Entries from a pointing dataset
►

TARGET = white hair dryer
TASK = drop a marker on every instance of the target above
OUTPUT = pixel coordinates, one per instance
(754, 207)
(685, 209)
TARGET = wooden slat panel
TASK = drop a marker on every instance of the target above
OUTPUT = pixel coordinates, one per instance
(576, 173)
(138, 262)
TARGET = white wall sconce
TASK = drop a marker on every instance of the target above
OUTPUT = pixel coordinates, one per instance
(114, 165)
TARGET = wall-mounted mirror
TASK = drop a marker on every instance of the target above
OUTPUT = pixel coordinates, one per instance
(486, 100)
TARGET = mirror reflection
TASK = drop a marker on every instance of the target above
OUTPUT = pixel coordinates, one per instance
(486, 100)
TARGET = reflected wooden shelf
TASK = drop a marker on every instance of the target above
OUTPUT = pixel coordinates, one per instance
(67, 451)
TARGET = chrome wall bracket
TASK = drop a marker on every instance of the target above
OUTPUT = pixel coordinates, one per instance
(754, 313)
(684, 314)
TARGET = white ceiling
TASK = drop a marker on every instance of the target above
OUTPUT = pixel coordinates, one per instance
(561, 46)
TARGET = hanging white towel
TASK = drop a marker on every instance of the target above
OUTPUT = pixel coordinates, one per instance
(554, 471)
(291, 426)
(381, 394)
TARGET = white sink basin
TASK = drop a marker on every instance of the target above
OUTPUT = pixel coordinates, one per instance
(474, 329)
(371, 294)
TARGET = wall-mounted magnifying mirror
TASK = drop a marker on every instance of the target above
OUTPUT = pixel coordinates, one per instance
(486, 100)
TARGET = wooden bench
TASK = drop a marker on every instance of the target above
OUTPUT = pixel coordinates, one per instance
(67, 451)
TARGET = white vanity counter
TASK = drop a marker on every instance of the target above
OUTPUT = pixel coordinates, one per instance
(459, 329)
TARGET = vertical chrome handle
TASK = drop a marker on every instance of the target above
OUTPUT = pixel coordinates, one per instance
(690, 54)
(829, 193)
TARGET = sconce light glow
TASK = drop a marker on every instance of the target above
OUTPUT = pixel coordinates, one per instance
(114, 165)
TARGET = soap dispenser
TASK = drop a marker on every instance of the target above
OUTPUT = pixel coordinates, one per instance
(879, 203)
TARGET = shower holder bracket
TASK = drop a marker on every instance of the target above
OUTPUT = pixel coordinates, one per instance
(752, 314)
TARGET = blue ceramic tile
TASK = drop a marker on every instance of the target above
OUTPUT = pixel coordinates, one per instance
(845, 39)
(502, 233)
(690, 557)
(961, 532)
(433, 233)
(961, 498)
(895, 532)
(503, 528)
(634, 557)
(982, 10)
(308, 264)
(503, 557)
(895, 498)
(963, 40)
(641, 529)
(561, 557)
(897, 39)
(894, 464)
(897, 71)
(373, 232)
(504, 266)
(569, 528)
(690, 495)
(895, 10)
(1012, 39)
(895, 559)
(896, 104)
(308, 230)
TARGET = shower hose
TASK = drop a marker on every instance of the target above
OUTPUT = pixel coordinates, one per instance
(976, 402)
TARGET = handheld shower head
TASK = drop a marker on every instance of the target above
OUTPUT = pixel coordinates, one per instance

◄

# Task to carry out:
Render every line of the data above as a JSON list of strings, one string per line, skipping any blank lines.

# Exercise result:
[
  "TARGET = white hair dryer",
  "TASK = drop a marker on every instance of the target above",
  "OUTPUT = pixel coordinates, one per instance",
  "(754, 207)",
  "(685, 209)",
  "TARGET = wooden slat panel",
  "TASK = drop a marker on every instance of the target above",
  "OUTPUT = pixel coordinates, one per instance",
  "(576, 173)",
  "(138, 262)",
  "TARGET = white wall sconce",
  "TASK = drop a marker on every instance of the target above",
  "OUTPUT = pixel coordinates, one per instance",
  "(114, 165)",
  "TARGET = wall-mounted mirror",
  "TASK = drop a marker on every instance of the target above",
  "OUTPUT = pixel coordinates, one per instance",
  "(486, 100)",
  "TARGET = mirror reflection",
  "TASK = drop a marker on every instance of the target above",
  "OUTPUT = pixel coordinates, one per instance",
  "(486, 100)",
  "TARGET = reflected wooden shelf",
  "TASK = drop a marker on every instance of the target above",
  "OUTPUT = pixel coordinates, one per instance",
  "(67, 451)",
  "TARGET = chrome wall bracket",
  "TASK = drop a marker on every instance of the target above",
  "OUTPUT = pixel coordinates, one per instance",
  "(754, 313)",
  "(684, 314)",
  "TARGET = white ceiling",
  "TASK = drop a marker on every instance of the target above",
  "OUTPUT = pixel coordinates, one per instance",
  "(561, 46)",
  "TARGET = hanging white towel",
  "TASK = drop a marker on every instance of the target above",
  "OUTPUT = pixel coordinates, one per instance",
  "(554, 471)",
  "(291, 426)",
  "(381, 394)",
  "TARGET = white sink basin",
  "TASK = drop a marker on every instance of the target above",
  "OUTPUT = pixel coordinates, one per instance",
  "(474, 329)",
  "(371, 294)",
  "TARGET = wall-mounted magnifying mirror",
  "TASK = drop a marker on every instance of the target above",
  "OUTPUT = pixel coordinates, one per instance",
  "(486, 100)",
  "TARGET = wooden bench",
  "TASK = drop a marker on every instance of the target above",
  "OUTPUT = pixel coordinates, one per instance",
  "(67, 451)",
  "TARGET = white vanity counter",
  "TASK = drop a marker on every instance of the target above",
  "OUTPUT = pixel coordinates, one per instance",
  "(459, 329)",
  "TARGET = vertical chrome handle",
  "TASK = drop a marker on every instance of the target above",
  "OUTPUT = pixel coordinates, one per instance",
  "(690, 54)",
  "(829, 193)",
  "TARGET = sconce light glow",
  "TASK = drop a marker on every instance of the target above",
  "OUTPUT = pixel coordinates, one per instance",
  "(114, 165)",
  "TARGET = soap dispenser",
  "TASK = drop a marker on every instance of the target above",
  "OUTPUT = pixel coordinates, one per instance",
  "(879, 203)",
  "TARGET = shower holder bracket",
  "TASK = drop a marker on every instance of the target above",
  "OUTPUT = pixel coordinates, one per instance",
  "(752, 314)",
  "TARGET = blue ceramic tile",
  "TASK = drop a marker on every instance of the target above",
  "OUTPUT = pixel coordinates, one per instance",
  "(845, 39)",
  "(502, 233)",
  "(690, 557)",
  "(961, 532)",
  "(433, 233)",
  "(961, 498)",
  "(895, 532)",
  "(503, 528)",
  "(634, 557)",
  "(982, 10)",
  "(308, 264)",
  "(503, 557)",
  "(895, 498)",
  "(963, 40)",
  "(641, 529)",
  "(561, 557)",
  "(897, 39)",
  "(894, 464)",
  "(897, 71)",
  "(373, 232)",
  "(504, 266)",
  "(569, 528)",
  "(690, 495)",
  "(895, 10)",
  "(1012, 39)",
  "(895, 559)",
  "(896, 104)",
  "(308, 230)",
  "TARGET = shower hose",
  "TASK = drop a marker on every instance of the target above",
  "OUTPUT = pixel coordinates, one per instance",
  "(976, 402)",
  "TARGET = handheld shower head",
  "TASK = drop a marker on every instance of the target above",
  "OUTPUT = pixel coordinates, one per instance"
]